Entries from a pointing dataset
******
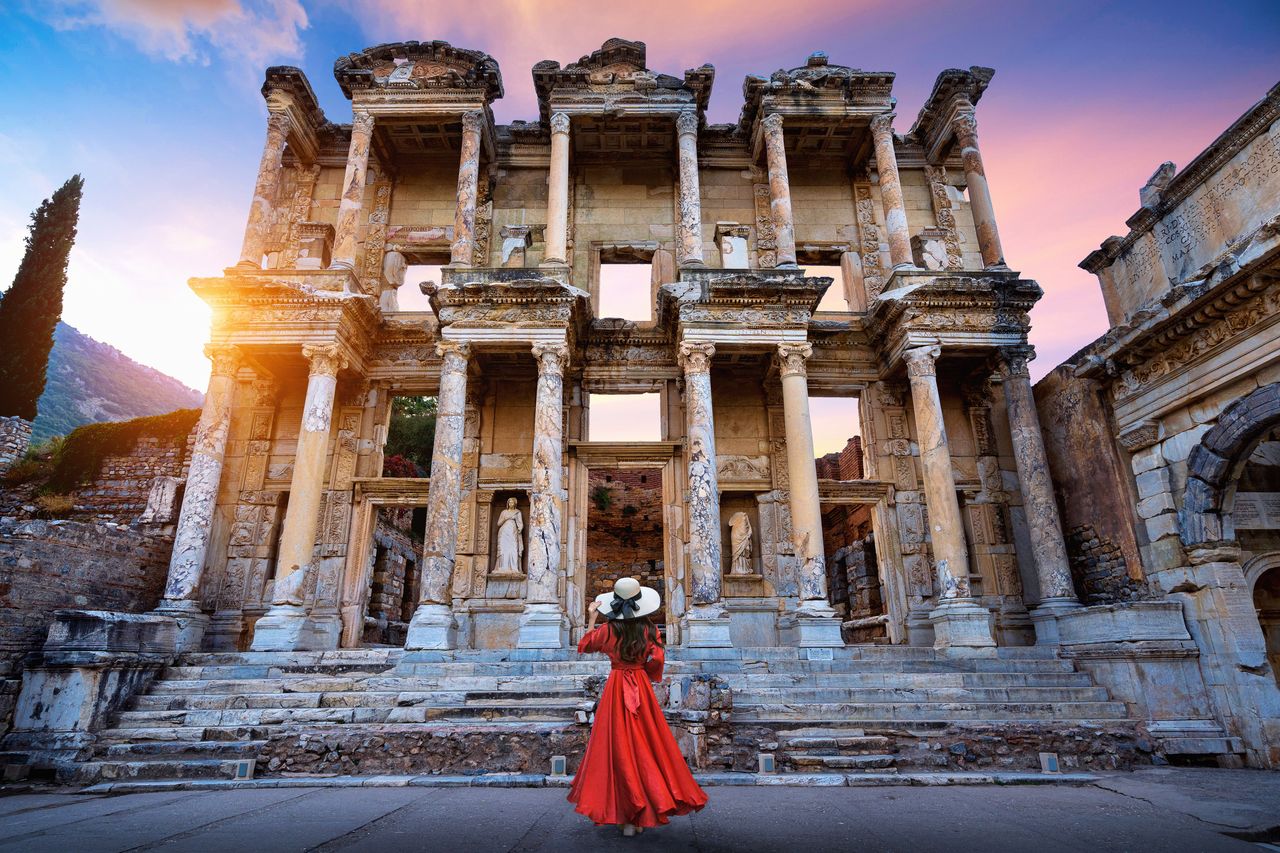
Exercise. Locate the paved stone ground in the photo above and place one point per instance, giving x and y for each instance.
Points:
(1153, 810)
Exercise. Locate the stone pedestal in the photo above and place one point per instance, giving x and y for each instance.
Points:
(780, 190)
(432, 628)
(557, 195)
(961, 624)
(432, 625)
(544, 624)
(352, 191)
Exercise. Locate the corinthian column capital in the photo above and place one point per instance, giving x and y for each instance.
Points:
(225, 359)
(472, 121)
(792, 359)
(327, 359)
(552, 357)
(922, 361)
(696, 356)
(1014, 360)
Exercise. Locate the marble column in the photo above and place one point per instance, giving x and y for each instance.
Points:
(689, 243)
(199, 501)
(956, 620)
(432, 626)
(891, 191)
(287, 625)
(265, 190)
(461, 251)
(1048, 548)
(557, 195)
(352, 192)
(965, 128)
(544, 624)
(780, 190)
(817, 620)
(707, 620)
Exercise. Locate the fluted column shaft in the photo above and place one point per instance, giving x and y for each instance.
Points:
(689, 246)
(461, 251)
(965, 128)
(301, 520)
(891, 191)
(557, 194)
(704, 527)
(440, 541)
(1048, 548)
(544, 510)
(780, 190)
(801, 471)
(204, 477)
(946, 528)
(265, 190)
(352, 192)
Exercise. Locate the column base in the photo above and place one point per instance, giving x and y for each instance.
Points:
(289, 628)
(707, 626)
(432, 628)
(190, 624)
(543, 626)
(961, 624)
(1045, 619)
(813, 624)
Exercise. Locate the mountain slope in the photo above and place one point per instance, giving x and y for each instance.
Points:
(90, 382)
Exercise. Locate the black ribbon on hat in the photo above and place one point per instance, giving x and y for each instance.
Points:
(620, 606)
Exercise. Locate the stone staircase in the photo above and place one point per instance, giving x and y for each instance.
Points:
(379, 711)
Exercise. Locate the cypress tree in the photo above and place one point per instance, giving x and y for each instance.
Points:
(33, 304)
******
Recast every line of the items above as a numbered list, leaving out the pictures and any blank lines.

* [FINISHED EXERCISE]:
1. Exercise. Locate the paved stone ground in the photo above and place one point per instance, giving x and y for each instance.
2. Points:
3. (1153, 810)
4. Exercise. Locate the stone pedestal in the photo above and place one point per instance, giving x and y for each instance.
5. Points:
6. (780, 190)
7. (432, 628)
8. (557, 195)
9. (961, 624)
10. (432, 625)
11. (544, 624)
12. (352, 191)
13. Exercise. Locate the corinthian column capital in the photo above and place one point per instance, giving x and y for each instance.
14. Points:
15. (225, 359)
16. (472, 121)
17. (792, 359)
18. (327, 359)
19. (552, 357)
20. (922, 361)
21. (696, 356)
22. (1014, 360)
23. Exercise. Locate the marble column in the photo above and place one point per instance, giving x and y for each instance.
24. Points:
25. (689, 243)
26. (199, 501)
27. (956, 620)
28. (432, 626)
29. (891, 191)
30. (287, 625)
31. (265, 190)
32. (461, 251)
33. (1048, 548)
34. (557, 195)
35. (352, 192)
36. (965, 128)
37. (544, 624)
38. (780, 190)
39. (817, 620)
40. (707, 620)
41. Exercise. Locate the fluted column shaft in the photo above and place one point per instance, giving x and y for each instance.
42. Points:
43. (689, 246)
44. (461, 251)
45. (965, 128)
46. (301, 520)
47. (891, 191)
48. (557, 194)
49. (704, 527)
50. (440, 541)
51. (1048, 548)
52. (544, 510)
53. (780, 190)
54. (801, 471)
55. (204, 477)
56. (946, 528)
57. (265, 190)
58. (352, 192)
59. Exercise. Locate the column base in the photo above and place one point per instance, giving x and y for each instance.
60. Points:
61. (289, 628)
62. (707, 626)
63. (432, 628)
64. (190, 624)
65. (543, 626)
66. (961, 624)
67. (1045, 619)
68. (813, 624)
69. Exercise. Locate the mountain slope in the photo above and place one point per instance, giving x and y for each instance.
70. Points:
71. (90, 382)
72. Exercise. Locate the black ribbon on hat in the photo above and place one point per instance, giving x and y for each instance.
73. Points:
74. (620, 606)
75. Exercise. Locate the stone staircase in the photo above and place one point per instance, giving x and y for each instance.
76. Points:
77. (379, 711)
78. Exercise. Locate the cypress tree in the photo above and place one point per instance, giving x and y for each instance.
79. Points:
80. (33, 304)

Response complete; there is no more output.